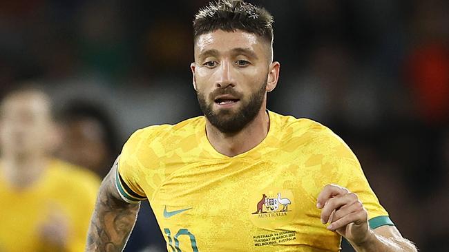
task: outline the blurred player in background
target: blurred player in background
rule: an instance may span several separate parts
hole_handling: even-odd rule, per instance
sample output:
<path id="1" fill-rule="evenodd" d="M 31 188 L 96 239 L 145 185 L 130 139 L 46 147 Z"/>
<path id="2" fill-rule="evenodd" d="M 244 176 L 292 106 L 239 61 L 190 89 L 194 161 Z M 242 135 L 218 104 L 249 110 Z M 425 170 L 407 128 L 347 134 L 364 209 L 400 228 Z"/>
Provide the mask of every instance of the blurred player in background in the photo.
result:
<path id="1" fill-rule="evenodd" d="M 0 251 L 82 251 L 99 178 L 51 156 L 59 137 L 44 92 L 13 91 L 0 113 Z"/>
<path id="2" fill-rule="evenodd" d="M 64 145 L 57 150 L 57 156 L 104 178 L 120 153 L 115 123 L 106 109 L 101 104 L 78 98 L 63 106 L 58 114 Z M 151 247 L 151 251 L 156 251 L 164 248 L 148 202 L 142 204 L 139 216 L 126 251 L 140 251 Z"/>
<path id="3" fill-rule="evenodd" d="M 416 251 L 327 127 L 267 110 L 273 17 L 221 1 L 193 21 L 204 116 L 137 130 L 104 180 L 89 251 L 120 251 L 148 199 L 171 251 Z"/>
<path id="4" fill-rule="evenodd" d="M 104 178 L 120 153 L 115 124 L 100 105 L 77 99 L 59 112 L 64 145 L 57 156 Z"/>

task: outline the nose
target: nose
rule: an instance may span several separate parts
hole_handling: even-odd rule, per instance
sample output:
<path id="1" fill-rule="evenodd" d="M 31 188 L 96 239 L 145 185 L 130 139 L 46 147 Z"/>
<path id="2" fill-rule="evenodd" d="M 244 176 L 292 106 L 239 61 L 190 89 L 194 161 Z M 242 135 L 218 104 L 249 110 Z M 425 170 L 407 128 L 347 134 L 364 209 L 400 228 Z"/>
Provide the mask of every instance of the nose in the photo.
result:
<path id="1" fill-rule="evenodd" d="M 220 65 L 216 74 L 218 75 L 216 85 L 217 87 L 233 87 L 236 85 L 234 74 L 231 64 L 227 61 L 224 61 Z"/>

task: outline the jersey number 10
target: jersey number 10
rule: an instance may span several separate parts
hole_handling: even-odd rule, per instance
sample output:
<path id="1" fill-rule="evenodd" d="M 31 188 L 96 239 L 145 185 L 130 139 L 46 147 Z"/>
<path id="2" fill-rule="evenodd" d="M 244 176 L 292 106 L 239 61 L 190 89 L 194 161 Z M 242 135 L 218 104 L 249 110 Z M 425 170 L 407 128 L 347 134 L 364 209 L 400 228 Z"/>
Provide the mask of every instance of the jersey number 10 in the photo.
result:
<path id="1" fill-rule="evenodd" d="M 195 235 L 193 235 L 193 233 L 190 233 L 188 229 L 181 229 L 178 231 L 173 238 L 173 240 L 175 240 L 174 247 L 173 240 L 171 240 L 171 232 L 170 231 L 170 229 L 164 229 L 164 232 L 165 232 L 165 234 L 167 235 L 167 238 L 169 238 L 169 245 L 170 245 L 170 247 L 171 247 L 173 252 L 182 252 L 181 249 L 180 249 L 180 241 L 178 240 L 179 237 L 181 235 L 189 235 L 190 238 L 190 244 L 192 246 L 193 252 L 198 252 L 198 248 L 196 246 L 196 239 L 195 239 Z"/>

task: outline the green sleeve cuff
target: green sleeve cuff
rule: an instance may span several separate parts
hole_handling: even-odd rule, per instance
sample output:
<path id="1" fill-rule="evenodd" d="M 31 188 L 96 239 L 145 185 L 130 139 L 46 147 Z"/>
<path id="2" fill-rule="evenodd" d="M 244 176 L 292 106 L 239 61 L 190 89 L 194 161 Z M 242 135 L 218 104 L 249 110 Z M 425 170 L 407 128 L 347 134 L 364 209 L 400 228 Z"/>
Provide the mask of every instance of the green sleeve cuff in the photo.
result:
<path id="1" fill-rule="evenodd" d="M 391 221 L 391 220 L 390 220 L 390 217 L 388 216 L 374 217 L 372 219 L 370 219 L 370 220 L 368 220 L 368 223 L 370 223 L 370 228 L 371 229 L 374 229 L 379 227 L 385 225 L 394 226 L 394 224 Z"/>

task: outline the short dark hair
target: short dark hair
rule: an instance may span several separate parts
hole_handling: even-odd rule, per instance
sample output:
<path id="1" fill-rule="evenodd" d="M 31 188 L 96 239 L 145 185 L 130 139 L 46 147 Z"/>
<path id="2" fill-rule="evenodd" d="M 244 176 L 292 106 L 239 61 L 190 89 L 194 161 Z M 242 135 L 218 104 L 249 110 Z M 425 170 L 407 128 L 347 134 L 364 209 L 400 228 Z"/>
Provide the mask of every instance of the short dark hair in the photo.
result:
<path id="1" fill-rule="evenodd" d="M 241 30 L 254 33 L 273 41 L 273 16 L 265 8 L 242 0 L 222 0 L 211 2 L 200 9 L 193 20 L 193 37 L 222 30 Z"/>

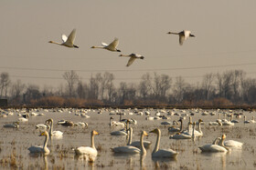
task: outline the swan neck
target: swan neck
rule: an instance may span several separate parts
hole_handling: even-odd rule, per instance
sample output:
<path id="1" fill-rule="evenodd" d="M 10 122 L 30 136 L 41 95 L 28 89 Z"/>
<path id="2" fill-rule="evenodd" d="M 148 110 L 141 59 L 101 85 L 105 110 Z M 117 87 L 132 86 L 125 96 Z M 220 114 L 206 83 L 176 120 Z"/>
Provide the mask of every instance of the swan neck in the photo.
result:
<path id="1" fill-rule="evenodd" d="M 45 143 L 44 143 L 44 151 L 47 150 L 48 141 L 48 135 L 46 135 L 46 139 L 45 139 Z"/>
<path id="2" fill-rule="evenodd" d="M 142 132 L 141 135 L 140 145 L 141 145 L 141 155 L 146 154 L 146 150 L 144 146 L 144 132 Z"/>
<path id="3" fill-rule="evenodd" d="M 161 131 L 158 130 L 155 146 L 152 153 L 156 153 L 159 150 L 160 137 L 161 137 Z"/>
<path id="4" fill-rule="evenodd" d="M 127 145 L 131 145 L 132 141 L 133 141 L 133 129 L 131 128 L 129 131 L 129 139 L 128 139 Z"/>
<path id="5" fill-rule="evenodd" d="M 91 147 L 92 147 L 93 149 L 96 149 L 95 145 L 94 145 L 94 135 L 92 133 L 91 135 Z"/>
<path id="6" fill-rule="evenodd" d="M 50 121 L 50 127 L 49 127 L 49 136 L 52 135 L 52 127 L 53 127 L 53 121 Z"/>

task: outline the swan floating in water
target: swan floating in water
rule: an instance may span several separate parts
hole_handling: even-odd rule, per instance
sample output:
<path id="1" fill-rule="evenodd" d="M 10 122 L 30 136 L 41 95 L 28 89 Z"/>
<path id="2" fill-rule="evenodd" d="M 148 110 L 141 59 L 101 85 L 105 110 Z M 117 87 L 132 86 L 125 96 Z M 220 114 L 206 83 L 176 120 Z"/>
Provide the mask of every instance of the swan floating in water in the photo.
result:
<path id="1" fill-rule="evenodd" d="M 119 40 L 117 38 L 114 38 L 114 40 L 110 45 L 102 42 L 101 43 L 102 46 L 91 46 L 91 48 L 101 48 L 112 52 L 121 52 L 119 49 L 116 48 L 118 44 L 119 44 Z"/>
<path id="2" fill-rule="evenodd" d="M 62 35 L 63 43 L 58 43 L 58 42 L 54 42 L 54 41 L 49 41 L 48 43 L 52 43 L 52 44 L 56 44 L 56 45 L 63 45 L 63 46 L 67 46 L 67 47 L 70 47 L 70 48 L 79 48 L 78 45 L 74 45 L 75 38 L 76 38 L 76 29 L 73 29 L 73 31 L 70 33 L 69 37 L 67 37 L 65 35 Z"/>
<path id="3" fill-rule="evenodd" d="M 212 144 L 205 145 L 200 146 L 199 149 L 202 152 L 228 152 L 228 149 L 225 147 L 217 145 L 217 142 L 220 139 L 220 137 L 217 137 Z"/>
<path id="4" fill-rule="evenodd" d="M 130 133 L 130 134 L 132 134 L 132 133 Z M 141 155 L 145 155 L 146 150 L 144 146 L 144 136 L 148 136 L 148 135 L 145 131 L 142 131 L 142 133 L 141 133 L 141 138 L 140 138 L 140 148 L 141 149 L 139 149 L 135 146 L 133 146 L 133 145 L 124 145 L 124 146 L 114 147 L 114 148 L 112 148 L 112 151 L 114 153 L 119 153 L 119 154 L 141 154 Z"/>
<path id="5" fill-rule="evenodd" d="M 94 135 L 98 135 L 99 133 L 95 130 L 91 133 L 91 147 L 90 146 L 80 146 L 75 149 L 76 155 L 87 155 L 89 156 L 96 157 L 98 151 L 94 145 Z"/>
<path id="6" fill-rule="evenodd" d="M 178 153 L 172 149 L 159 149 L 160 138 L 161 138 L 160 129 L 156 128 L 153 131 L 150 131 L 150 133 L 154 133 L 154 134 L 157 135 L 155 146 L 152 152 L 152 157 L 161 157 L 161 158 L 176 158 L 176 157 Z"/>
<path id="7" fill-rule="evenodd" d="M 138 55 L 138 54 L 134 54 L 134 53 L 133 53 L 133 54 L 131 54 L 131 55 L 120 55 L 119 56 L 127 56 L 127 57 L 130 57 L 130 59 L 129 59 L 129 61 L 128 61 L 126 66 L 130 66 L 130 65 L 135 61 L 135 59 L 138 59 L 138 58 L 144 59 L 144 58 L 143 55 Z"/>
<path id="8" fill-rule="evenodd" d="M 49 154 L 49 150 L 48 148 L 48 133 L 47 131 L 45 131 L 42 134 L 40 134 L 39 136 L 42 136 L 42 135 L 46 136 L 44 145 L 33 145 L 33 146 L 29 147 L 28 150 L 31 154 L 33 154 L 33 153 L 35 153 L 35 154 L 40 153 L 40 154 L 45 154 L 45 155 Z"/>
<path id="9" fill-rule="evenodd" d="M 173 33 L 173 32 L 168 32 L 167 34 L 169 35 L 178 35 L 179 36 L 179 45 L 182 45 L 184 41 L 187 40 L 189 36 L 190 37 L 195 37 L 194 35 L 191 35 L 191 31 L 186 31 L 183 30 L 179 33 Z"/>
<path id="10" fill-rule="evenodd" d="M 50 123 L 50 127 L 49 127 L 49 136 L 50 137 L 62 138 L 63 132 L 53 131 L 53 119 L 48 119 L 48 120 L 46 121 L 46 123 Z"/>

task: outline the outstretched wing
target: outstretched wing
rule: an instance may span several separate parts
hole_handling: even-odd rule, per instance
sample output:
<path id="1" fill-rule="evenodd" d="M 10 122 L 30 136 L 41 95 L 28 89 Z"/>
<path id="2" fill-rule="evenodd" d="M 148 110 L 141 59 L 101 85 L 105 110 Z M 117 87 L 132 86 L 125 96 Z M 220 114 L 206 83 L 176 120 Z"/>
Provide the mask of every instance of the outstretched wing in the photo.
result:
<path id="1" fill-rule="evenodd" d="M 130 66 L 135 60 L 136 58 L 131 57 L 130 60 L 128 61 L 126 66 Z"/>
<path id="2" fill-rule="evenodd" d="M 109 47 L 115 49 L 118 44 L 119 44 L 118 38 L 114 38 L 114 40 L 109 45 Z"/>
<path id="3" fill-rule="evenodd" d="M 68 39 L 68 37 L 66 36 L 66 35 L 61 35 L 61 39 L 63 41 L 63 43 L 65 43 Z"/>
<path id="4" fill-rule="evenodd" d="M 102 45 L 103 46 L 107 46 L 107 45 L 109 45 L 108 44 L 103 43 L 103 42 L 101 42 L 101 45 Z"/>
<path id="5" fill-rule="evenodd" d="M 76 38 L 76 29 L 73 29 L 73 31 L 70 33 L 70 35 L 68 37 L 67 43 L 73 45 L 75 38 Z"/>

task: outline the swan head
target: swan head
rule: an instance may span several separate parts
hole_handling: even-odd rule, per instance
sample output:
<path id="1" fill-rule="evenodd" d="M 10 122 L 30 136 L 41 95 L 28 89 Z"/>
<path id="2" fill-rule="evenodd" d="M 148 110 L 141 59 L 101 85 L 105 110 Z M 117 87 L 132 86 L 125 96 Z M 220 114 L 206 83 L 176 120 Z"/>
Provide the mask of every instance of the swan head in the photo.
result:
<path id="1" fill-rule="evenodd" d="M 48 131 L 45 131 L 45 132 L 41 133 L 39 136 L 48 135 Z"/>
<path id="2" fill-rule="evenodd" d="M 91 131 L 91 135 L 99 135 L 99 133 L 97 131 L 95 131 L 95 130 Z"/>
<path id="3" fill-rule="evenodd" d="M 53 122 L 53 119 L 48 119 L 48 120 L 46 121 L 47 124 L 48 124 L 49 122 L 52 123 L 52 122 Z"/>
<path id="4" fill-rule="evenodd" d="M 149 133 L 159 134 L 159 129 L 155 128 L 153 131 L 150 131 Z"/>
<path id="5" fill-rule="evenodd" d="M 142 135 L 144 135 L 144 136 L 148 136 L 148 134 L 145 131 L 143 131 Z"/>

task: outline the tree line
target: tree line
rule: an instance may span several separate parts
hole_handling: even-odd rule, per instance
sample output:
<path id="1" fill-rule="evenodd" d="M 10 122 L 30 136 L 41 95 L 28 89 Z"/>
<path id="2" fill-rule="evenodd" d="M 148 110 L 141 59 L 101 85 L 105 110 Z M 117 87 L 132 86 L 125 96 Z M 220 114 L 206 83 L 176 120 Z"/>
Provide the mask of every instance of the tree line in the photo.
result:
<path id="1" fill-rule="evenodd" d="M 206 74 L 201 82 L 190 84 L 182 76 L 146 73 L 139 83 L 114 84 L 109 72 L 82 81 L 71 70 L 63 74 L 65 85 L 58 87 L 12 82 L 8 73 L 0 75 L 0 97 L 11 105 L 90 106 L 90 105 L 254 105 L 256 79 L 242 70 Z"/>

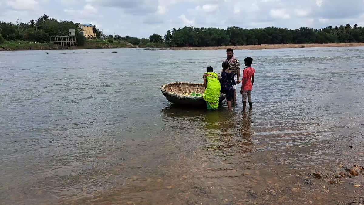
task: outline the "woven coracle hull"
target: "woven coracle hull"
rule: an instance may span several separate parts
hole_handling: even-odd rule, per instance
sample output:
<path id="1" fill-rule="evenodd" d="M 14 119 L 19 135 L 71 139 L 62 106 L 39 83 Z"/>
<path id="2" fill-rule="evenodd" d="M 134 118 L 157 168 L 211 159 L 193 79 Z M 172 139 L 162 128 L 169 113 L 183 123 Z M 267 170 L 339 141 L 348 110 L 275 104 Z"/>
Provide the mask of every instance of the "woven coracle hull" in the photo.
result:
<path id="1" fill-rule="evenodd" d="M 165 84 L 161 86 L 161 90 L 166 98 L 171 102 L 175 104 L 206 106 L 206 101 L 202 96 L 185 95 L 185 93 L 198 93 L 202 94 L 205 91 L 205 86 L 202 83 L 177 82 Z M 221 93 L 219 101 L 221 102 L 225 99 L 225 94 Z"/>

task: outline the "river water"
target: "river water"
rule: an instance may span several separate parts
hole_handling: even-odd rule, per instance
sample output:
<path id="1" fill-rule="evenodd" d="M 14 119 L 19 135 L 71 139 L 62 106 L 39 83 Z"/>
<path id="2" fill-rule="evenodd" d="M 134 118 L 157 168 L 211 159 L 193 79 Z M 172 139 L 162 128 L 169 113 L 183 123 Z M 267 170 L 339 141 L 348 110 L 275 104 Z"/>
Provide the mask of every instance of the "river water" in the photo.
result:
<path id="1" fill-rule="evenodd" d="M 161 92 L 220 71 L 223 50 L 47 52 L 0 53 L 0 204 L 364 201 L 363 173 L 329 182 L 364 164 L 363 48 L 235 51 L 256 70 L 246 112 Z"/>

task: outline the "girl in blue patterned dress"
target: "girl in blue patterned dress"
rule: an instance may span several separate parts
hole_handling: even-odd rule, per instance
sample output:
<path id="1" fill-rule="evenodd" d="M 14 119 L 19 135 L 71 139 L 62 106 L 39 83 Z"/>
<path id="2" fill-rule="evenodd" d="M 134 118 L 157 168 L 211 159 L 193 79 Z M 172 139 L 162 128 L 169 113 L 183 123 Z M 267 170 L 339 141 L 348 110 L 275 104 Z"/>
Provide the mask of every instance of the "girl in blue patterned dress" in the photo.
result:
<path id="1" fill-rule="evenodd" d="M 221 84 L 221 92 L 226 95 L 228 107 L 229 110 L 231 109 L 231 100 L 234 96 L 234 89 L 233 86 L 236 85 L 236 82 L 234 79 L 234 74 L 230 69 L 230 65 L 225 61 L 222 63 L 222 72 L 220 78 Z"/>

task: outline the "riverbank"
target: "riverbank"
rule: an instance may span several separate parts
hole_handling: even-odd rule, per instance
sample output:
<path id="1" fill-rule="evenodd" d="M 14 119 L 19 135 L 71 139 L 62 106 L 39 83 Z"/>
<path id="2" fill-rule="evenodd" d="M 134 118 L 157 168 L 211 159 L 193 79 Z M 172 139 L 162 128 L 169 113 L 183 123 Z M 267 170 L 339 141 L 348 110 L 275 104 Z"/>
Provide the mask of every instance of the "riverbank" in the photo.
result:
<path id="1" fill-rule="evenodd" d="M 296 48 L 315 48 L 325 47 L 350 47 L 355 46 L 364 46 L 364 43 L 312 43 L 311 44 L 261 44 L 261 45 L 250 45 L 248 46 L 234 46 L 211 47 L 173 47 L 173 50 L 215 50 L 226 49 L 232 48 L 234 49 L 288 49 Z"/>
<path id="2" fill-rule="evenodd" d="M 310 44 L 261 44 L 247 46 L 212 46 L 210 47 L 172 47 L 162 49 L 152 48 L 151 49 L 171 50 L 200 50 L 226 49 L 232 48 L 234 49 L 272 49 L 304 48 L 325 47 L 351 47 L 364 46 L 364 43 L 312 43 Z M 120 41 L 115 41 L 112 43 L 101 40 L 87 39 L 85 45 L 82 46 L 74 47 L 72 49 L 120 49 L 133 48 L 147 48 L 149 47 L 141 47 L 132 45 L 127 42 Z M 0 51 L 43 50 L 62 49 L 61 47 L 52 43 L 40 43 L 18 40 L 15 41 L 5 41 L 4 43 L 0 44 Z"/>
<path id="3" fill-rule="evenodd" d="M 127 42 L 115 41 L 110 43 L 101 40 L 86 40 L 82 46 L 74 47 L 72 49 L 119 49 L 138 47 Z M 7 41 L 0 44 L 0 51 L 25 50 L 48 50 L 63 49 L 53 43 L 41 43 L 24 40 Z"/>

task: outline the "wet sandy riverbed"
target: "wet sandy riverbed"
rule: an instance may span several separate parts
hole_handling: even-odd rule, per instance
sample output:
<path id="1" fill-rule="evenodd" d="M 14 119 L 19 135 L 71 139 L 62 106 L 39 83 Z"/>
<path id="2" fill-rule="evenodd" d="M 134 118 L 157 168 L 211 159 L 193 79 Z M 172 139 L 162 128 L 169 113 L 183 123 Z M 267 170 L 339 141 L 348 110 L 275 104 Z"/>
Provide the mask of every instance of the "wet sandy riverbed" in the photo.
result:
<path id="1" fill-rule="evenodd" d="M 345 170 L 364 165 L 361 48 L 235 51 L 257 70 L 246 113 L 159 90 L 223 51 L 48 52 L 1 53 L 0 204 L 364 204 Z"/>

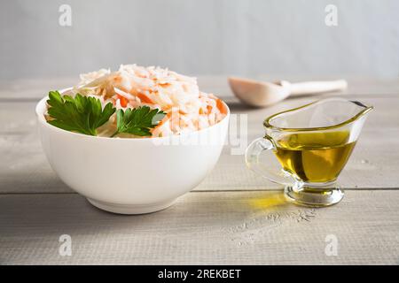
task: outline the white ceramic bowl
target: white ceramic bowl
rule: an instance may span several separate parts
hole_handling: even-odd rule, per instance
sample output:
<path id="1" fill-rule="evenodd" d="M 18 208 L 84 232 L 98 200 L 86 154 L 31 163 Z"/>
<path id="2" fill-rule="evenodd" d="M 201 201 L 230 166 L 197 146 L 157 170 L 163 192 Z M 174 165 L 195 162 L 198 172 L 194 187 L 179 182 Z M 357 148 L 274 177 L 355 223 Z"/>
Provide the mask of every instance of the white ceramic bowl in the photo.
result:
<path id="1" fill-rule="evenodd" d="M 46 100 L 36 105 L 43 148 L 52 169 L 99 209 L 148 213 L 170 206 L 214 168 L 227 134 L 230 111 L 208 128 L 162 138 L 90 136 L 48 124 Z"/>

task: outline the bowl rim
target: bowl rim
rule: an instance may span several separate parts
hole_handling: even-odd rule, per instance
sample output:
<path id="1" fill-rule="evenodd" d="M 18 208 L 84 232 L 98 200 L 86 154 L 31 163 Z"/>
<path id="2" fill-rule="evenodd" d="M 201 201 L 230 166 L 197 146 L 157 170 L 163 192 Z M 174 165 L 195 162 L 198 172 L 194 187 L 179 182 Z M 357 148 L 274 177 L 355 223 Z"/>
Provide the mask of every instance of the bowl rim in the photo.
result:
<path id="1" fill-rule="evenodd" d="M 60 89 L 59 92 L 62 93 L 67 89 L 69 89 L 69 88 Z M 46 110 L 45 103 L 48 99 L 49 99 L 49 96 L 45 96 L 36 103 L 36 106 L 35 107 L 35 111 L 37 120 L 39 121 L 39 123 L 41 123 L 44 126 L 48 127 L 49 129 L 59 132 L 60 134 L 71 134 L 73 136 L 74 135 L 77 137 L 87 138 L 87 139 L 99 139 L 99 140 L 106 140 L 106 141 L 112 141 L 112 140 L 113 140 L 113 141 L 136 141 L 135 142 L 137 142 L 137 141 L 150 141 L 150 142 L 153 142 L 154 141 L 160 141 L 160 140 L 166 141 L 166 140 L 171 140 L 171 139 L 181 139 L 185 136 L 190 136 L 190 135 L 193 135 L 193 134 L 200 134 L 202 133 L 210 131 L 211 129 L 213 129 L 215 127 L 220 126 L 220 125 L 222 125 L 223 123 L 226 123 L 229 121 L 230 114 L 231 114 L 229 106 L 227 105 L 227 103 L 224 101 L 222 100 L 222 103 L 224 104 L 224 106 L 226 107 L 226 110 L 227 110 L 226 116 L 222 120 L 217 122 L 216 124 L 212 125 L 211 126 L 208 126 L 207 128 L 200 129 L 198 131 L 189 132 L 189 133 L 184 133 L 182 134 L 172 134 L 172 135 L 162 136 L 162 137 L 150 137 L 150 138 L 139 138 L 139 139 L 120 138 L 120 137 L 116 137 L 116 138 L 113 137 L 112 138 L 112 137 L 108 137 L 108 136 L 89 135 L 89 134 L 81 134 L 81 133 L 66 131 L 66 130 L 61 129 L 59 127 L 57 127 L 55 126 L 52 126 L 52 125 L 47 123 L 47 121 L 44 118 L 44 111 Z"/>

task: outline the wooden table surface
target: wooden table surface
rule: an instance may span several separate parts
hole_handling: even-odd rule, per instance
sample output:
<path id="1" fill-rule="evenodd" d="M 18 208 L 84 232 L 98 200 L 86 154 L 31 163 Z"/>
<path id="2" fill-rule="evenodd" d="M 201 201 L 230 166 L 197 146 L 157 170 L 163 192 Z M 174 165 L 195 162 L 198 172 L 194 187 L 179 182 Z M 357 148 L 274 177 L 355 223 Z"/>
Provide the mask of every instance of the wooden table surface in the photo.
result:
<path id="1" fill-rule="evenodd" d="M 349 80 L 344 93 L 323 95 L 356 99 L 375 111 L 340 176 L 343 201 L 310 209 L 287 203 L 282 187 L 247 170 L 237 153 L 262 134 L 263 118 L 315 97 L 250 109 L 232 96 L 225 77 L 200 77 L 201 89 L 246 115 L 247 131 L 239 132 L 240 142 L 229 135 L 216 167 L 192 192 L 140 216 L 94 208 L 45 159 L 35 105 L 74 80 L 0 84 L 0 264 L 399 264 L 399 79 Z M 71 236 L 70 256 L 59 253 L 62 234 Z M 325 253 L 331 239 L 336 256 Z"/>

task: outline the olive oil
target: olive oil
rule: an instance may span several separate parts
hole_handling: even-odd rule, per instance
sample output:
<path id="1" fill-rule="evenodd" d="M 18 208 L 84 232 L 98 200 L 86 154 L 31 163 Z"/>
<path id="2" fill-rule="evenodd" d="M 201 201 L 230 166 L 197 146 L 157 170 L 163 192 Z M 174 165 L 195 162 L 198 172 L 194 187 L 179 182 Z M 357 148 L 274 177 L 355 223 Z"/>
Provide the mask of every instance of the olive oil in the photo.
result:
<path id="1" fill-rule="evenodd" d="M 335 180 L 356 142 L 349 132 L 300 133 L 283 135 L 275 154 L 283 168 L 305 182 Z"/>

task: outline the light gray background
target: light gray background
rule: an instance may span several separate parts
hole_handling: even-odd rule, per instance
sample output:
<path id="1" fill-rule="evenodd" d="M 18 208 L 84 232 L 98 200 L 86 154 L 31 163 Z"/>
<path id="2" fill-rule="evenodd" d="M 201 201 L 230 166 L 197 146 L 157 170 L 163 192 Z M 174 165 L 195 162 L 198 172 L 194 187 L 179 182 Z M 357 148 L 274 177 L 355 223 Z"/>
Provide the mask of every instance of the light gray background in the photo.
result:
<path id="1" fill-rule="evenodd" d="M 0 80 L 121 63 L 188 74 L 399 75 L 399 1 L 0 0 Z M 59 25 L 72 6 L 73 25 Z M 338 6 L 338 27 L 325 8 Z"/>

┄┄┄┄┄┄

**WHAT TO PRODUCE:** Give the data from its start up to and including the line containing "251 L 82 251" as a two-column CSV headed input and output, each row holding one text and its answer as quoted fields with line breaks turned into spaces. Leave the pictures out.

**RESULT:**
input,output
"task: outline the blurred player in background target: blurred player in background rule: an instance may span several separate parts hole_handling: even-odd rule, per instance sample output: <path id=""1"" fill-rule=""evenodd"" d=""M 31 188 L 96 239 L 145 185 L 130 139 L 46 147 Z""/> <path id=""2"" fill-rule=""evenodd"" d=""M 244 176 L 292 106 L 239 61 L 190 89 L 194 161 Z M 242 135 L 218 104 L 249 110 Z M 425 170 L 407 128 L 347 134 L 364 209 L 400 228 Z""/> Provide the mask of every instance of the blurred player in background in the photo. result:","<path id=""1"" fill-rule=""evenodd"" d=""M 0 251 L 82 251 L 99 178 L 51 156 L 59 137 L 44 92 L 13 91 L 0 113 Z""/>"